§ Instructions to follow
Transcribe the records below exactly as they appear.

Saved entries
>> START

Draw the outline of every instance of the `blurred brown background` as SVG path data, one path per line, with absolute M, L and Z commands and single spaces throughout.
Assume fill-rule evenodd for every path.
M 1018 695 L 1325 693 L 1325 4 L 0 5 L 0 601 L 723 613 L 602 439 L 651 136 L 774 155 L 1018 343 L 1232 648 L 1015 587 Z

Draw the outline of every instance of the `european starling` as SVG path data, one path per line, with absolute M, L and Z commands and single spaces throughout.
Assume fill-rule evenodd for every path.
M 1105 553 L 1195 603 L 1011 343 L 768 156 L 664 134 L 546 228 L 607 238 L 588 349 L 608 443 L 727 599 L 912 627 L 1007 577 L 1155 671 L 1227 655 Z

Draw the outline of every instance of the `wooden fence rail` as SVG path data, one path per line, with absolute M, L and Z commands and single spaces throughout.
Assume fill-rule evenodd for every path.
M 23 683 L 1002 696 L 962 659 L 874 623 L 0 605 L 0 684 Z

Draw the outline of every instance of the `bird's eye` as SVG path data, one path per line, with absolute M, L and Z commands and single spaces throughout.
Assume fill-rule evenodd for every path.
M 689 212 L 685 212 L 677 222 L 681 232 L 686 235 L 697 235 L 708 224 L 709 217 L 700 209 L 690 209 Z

>> END

§ Correct response
Draw the outline of every instance of the `blurred brown background` as SVG path data, one path per line, with absolute M, L and Z commands and single spaces throughout.
Assume fill-rule evenodd for every path.
M 1018 695 L 1325 693 L 1325 4 L 0 5 L 0 601 L 723 613 L 602 439 L 651 136 L 774 155 L 1018 343 L 1232 648 L 1015 587 Z

Draw the outline of every instance of the `european starling` as SVG path data, one path per line, with absolute M, L and Z commands and single spaces throughout.
Assume fill-rule evenodd for every path.
M 1105 553 L 1195 603 L 1011 343 L 768 156 L 664 134 L 546 228 L 607 238 L 588 349 L 608 443 L 727 599 L 912 627 L 1007 577 L 1155 671 L 1227 655 Z

Draw the outline of every instance of the `wooden fence rail` as SVG path data, one path per line, with absolute M, L and Z commands and single spaces throughout.
Assume fill-rule evenodd for every path.
M 23 683 L 1002 696 L 962 659 L 874 623 L 0 605 L 0 684 Z

Draw the outline of every instance of the `bird's eye` as SVG path data, one path per line, with absolute M, L and Z commands and single spaces throughout.
Assume fill-rule evenodd for every path.
M 689 212 L 685 212 L 677 222 L 681 232 L 686 235 L 697 235 L 708 224 L 709 217 L 700 209 L 690 209 Z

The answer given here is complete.